## QUOTED PASSAGE
------------

Defence: Harald Arne Bergan
Cand.med. Harald Arne Bergan at Institute of Clinical Medicine will be defending the thesis "Cardiac Effects of ECMO Cardiopulmonary Resuscitation and Beta1-Adrenergic Receptor Blockade During Hypothermia" for the degree of PhD.
Foto: Ine Eriksen
Trial Lecture - time and place
See Trial Lecture.
- 1st opponent: Professor Hans Eiskjær, Aarhus Universitetshospital
- 2nd opponent: Professor Eldar Søreide, Stavanger universitetssykehus HF
- Committee Chair: Associate Professor Signe Søvik, University of Oslo
Chair of the Defence
Adjunct Professor Arnt E. Fiane
Dr. Jan Frederik Bugge
ECMO has similarities to the cardiopulmonary bypass apparatus and is used to treat patients with severe cardiac and/or pulmonary failure. ECMO may also be used as a tool for cardiopulmonary resuscitation (E-CPR) and is increasingly used in this way in the management of refractory cardiac arrest. The treatment modality is not fully established.
In the present thesis, cand.med. Harald A. Bergan has investigated E-CPR in animal experiments. A successful E-CPR strategy was demonstrated, resuscitating long-lasting (15-min) cardiac-arrest cases.
Resuscitated patients frequently develop an early post-arrest cardiac dysfunction with circulatory failure that increases the risk of adverse neurological function and a poor outcome.

------------

## DATA PROVIDED
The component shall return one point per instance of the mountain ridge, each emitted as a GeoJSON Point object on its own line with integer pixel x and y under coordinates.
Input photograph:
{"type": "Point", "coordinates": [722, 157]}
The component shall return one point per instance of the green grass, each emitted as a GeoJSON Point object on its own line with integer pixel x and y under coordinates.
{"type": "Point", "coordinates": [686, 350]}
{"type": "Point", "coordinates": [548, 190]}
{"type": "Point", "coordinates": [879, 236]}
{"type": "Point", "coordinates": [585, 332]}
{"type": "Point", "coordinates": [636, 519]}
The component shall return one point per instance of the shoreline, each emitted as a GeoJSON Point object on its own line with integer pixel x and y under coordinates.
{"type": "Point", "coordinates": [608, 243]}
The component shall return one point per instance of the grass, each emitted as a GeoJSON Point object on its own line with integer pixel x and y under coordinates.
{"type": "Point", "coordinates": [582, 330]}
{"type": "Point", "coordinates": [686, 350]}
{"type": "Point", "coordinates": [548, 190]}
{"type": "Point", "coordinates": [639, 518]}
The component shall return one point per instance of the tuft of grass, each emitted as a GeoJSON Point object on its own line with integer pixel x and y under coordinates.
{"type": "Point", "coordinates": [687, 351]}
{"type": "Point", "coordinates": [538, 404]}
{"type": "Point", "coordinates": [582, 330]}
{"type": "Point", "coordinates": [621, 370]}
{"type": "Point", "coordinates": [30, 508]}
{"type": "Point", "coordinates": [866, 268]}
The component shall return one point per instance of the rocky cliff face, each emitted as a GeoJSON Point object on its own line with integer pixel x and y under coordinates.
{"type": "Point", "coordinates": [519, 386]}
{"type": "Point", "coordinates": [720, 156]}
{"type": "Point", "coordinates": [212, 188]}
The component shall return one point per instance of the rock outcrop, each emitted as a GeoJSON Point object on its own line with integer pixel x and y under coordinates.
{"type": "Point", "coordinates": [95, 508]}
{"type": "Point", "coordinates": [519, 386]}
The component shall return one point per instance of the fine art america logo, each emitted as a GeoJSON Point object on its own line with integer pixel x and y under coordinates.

------------

## TASK BRIEF
List every institution named in the thesis defense announcement. The material above is separate from the thesis defense announcement and unrelated to it.

## SOLUTION TO THIS PROBLEM
- Institute of Clinical Medicine
- Aarhus Universitetshospital
- Stavanger universitetssykehus HF
- University of Oslo